Exercise goal
Retype the lines of the listing below word for word, taking everything from the line containing "of the bare" down to the line containing "[(368, 52), (124, 111), (179, 159), (78, 137), (9, 136)]", with both of those lines included.

Items from a dataset:
◇ ◇ ◇ ◇ ◇ ◇ ◇

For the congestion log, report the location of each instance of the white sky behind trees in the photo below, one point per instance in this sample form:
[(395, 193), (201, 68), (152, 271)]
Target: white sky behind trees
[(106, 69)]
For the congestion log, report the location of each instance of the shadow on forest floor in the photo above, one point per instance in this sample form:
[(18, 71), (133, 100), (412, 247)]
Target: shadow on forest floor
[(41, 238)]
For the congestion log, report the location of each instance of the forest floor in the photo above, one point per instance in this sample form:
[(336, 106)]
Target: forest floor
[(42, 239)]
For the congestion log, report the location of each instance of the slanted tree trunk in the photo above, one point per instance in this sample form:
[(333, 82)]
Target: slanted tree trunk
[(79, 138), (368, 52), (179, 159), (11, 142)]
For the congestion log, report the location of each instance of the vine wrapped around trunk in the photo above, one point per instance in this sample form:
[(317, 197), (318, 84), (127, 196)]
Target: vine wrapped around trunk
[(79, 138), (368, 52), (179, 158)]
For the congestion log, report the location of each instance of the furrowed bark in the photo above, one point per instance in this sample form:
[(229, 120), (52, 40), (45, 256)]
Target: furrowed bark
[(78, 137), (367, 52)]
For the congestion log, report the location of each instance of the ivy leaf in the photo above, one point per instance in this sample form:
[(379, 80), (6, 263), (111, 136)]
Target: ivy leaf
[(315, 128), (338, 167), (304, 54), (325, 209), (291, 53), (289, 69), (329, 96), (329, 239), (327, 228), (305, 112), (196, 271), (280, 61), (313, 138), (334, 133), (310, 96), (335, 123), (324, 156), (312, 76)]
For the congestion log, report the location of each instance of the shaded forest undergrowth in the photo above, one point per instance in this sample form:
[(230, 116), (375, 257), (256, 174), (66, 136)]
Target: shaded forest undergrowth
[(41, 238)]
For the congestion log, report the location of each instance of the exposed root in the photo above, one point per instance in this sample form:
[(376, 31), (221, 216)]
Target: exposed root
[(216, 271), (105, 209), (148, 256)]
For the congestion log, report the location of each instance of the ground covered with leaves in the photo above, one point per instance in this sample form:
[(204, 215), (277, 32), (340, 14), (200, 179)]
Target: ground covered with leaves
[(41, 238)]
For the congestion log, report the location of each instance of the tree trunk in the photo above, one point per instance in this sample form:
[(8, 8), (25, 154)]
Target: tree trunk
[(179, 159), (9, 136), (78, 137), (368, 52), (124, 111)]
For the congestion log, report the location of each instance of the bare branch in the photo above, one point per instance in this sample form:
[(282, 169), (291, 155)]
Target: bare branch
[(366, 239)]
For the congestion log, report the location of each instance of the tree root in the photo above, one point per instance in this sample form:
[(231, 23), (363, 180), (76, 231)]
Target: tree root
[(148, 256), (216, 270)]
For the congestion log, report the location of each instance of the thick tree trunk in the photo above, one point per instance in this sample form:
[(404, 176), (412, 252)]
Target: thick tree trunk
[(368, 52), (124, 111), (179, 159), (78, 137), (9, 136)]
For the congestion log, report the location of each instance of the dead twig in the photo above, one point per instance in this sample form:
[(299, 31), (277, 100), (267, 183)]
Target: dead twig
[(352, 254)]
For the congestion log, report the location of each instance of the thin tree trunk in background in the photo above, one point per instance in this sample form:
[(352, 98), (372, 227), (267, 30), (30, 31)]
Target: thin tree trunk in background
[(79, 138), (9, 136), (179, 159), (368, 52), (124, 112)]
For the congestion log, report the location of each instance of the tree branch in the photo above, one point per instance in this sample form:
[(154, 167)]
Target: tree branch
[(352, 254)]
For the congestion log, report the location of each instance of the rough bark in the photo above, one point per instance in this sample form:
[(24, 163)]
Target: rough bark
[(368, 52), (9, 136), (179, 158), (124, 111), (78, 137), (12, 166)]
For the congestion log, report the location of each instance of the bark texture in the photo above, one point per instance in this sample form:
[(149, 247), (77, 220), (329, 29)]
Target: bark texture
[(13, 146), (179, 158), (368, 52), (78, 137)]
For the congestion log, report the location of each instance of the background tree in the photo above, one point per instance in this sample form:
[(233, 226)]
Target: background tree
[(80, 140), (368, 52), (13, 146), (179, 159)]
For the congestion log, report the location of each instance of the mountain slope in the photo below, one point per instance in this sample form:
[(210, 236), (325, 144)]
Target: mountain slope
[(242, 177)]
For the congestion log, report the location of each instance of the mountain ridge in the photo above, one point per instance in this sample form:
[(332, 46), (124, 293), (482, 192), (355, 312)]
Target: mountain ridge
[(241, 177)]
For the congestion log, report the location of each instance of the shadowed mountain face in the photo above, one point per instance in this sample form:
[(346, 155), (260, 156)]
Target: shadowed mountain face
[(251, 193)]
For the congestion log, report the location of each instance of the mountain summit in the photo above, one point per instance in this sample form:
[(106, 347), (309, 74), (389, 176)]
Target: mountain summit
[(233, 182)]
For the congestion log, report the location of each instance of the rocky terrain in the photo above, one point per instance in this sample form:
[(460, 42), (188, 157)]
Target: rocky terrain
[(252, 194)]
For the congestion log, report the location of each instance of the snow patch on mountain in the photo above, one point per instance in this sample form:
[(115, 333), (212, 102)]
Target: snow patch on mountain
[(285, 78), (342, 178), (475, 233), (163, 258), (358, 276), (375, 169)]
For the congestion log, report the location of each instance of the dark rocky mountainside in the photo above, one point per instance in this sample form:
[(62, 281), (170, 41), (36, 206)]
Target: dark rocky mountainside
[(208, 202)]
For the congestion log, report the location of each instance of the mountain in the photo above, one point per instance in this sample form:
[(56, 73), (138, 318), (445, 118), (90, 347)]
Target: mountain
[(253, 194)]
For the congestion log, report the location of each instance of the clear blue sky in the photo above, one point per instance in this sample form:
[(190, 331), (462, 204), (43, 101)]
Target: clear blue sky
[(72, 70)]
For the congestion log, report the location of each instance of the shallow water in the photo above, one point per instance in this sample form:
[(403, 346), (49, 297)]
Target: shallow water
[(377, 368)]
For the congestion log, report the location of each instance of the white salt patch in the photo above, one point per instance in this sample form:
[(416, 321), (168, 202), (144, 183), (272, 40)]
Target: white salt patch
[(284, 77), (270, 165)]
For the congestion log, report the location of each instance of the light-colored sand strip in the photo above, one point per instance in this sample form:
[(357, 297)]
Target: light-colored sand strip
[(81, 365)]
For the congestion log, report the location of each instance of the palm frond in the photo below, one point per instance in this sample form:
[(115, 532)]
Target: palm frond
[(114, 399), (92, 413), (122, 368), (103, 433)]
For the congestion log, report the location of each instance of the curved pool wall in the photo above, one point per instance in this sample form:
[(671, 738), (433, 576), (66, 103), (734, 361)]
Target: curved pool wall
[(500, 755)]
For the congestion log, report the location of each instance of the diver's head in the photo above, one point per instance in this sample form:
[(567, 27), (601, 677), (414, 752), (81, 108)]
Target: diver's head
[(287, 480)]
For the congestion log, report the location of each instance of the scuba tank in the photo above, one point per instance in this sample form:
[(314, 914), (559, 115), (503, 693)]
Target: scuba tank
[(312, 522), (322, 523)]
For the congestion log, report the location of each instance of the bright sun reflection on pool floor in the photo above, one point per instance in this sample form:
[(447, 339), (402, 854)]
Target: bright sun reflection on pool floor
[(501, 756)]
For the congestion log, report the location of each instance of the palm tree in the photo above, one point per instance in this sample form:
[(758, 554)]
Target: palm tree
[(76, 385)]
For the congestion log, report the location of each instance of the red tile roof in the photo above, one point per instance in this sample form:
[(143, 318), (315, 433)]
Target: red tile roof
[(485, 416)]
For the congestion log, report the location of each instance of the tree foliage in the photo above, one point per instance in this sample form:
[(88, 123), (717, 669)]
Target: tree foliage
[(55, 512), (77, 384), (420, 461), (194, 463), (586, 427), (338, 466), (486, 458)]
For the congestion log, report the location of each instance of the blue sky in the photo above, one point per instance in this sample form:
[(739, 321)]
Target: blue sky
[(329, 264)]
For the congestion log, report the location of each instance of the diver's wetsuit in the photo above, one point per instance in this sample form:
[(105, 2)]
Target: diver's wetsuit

◇ ◇ ◇ ◇ ◇ ◇ ◇

Task response
For the congestion log, report the location of each instance of the bare branch in the photo above, one point per instance in this sample form:
[(282, 169), (291, 155)]
Target: bare branch
[(366, 239)]
For the congestion log, report the location of each instance of the tree root in the photo above, one point per instance in this sample form:
[(231, 23), (363, 180), (76, 231)]
Target: tree root
[(148, 256), (216, 270)]
For the congestion log, report the location of each instance of the thick tree trunk in the photo above, one point per instance in this sample form:
[(404, 176), (412, 252)]
Target: thick tree trunk
[(368, 52), (124, 111), (179, 159), (78, 137), (9, 136)]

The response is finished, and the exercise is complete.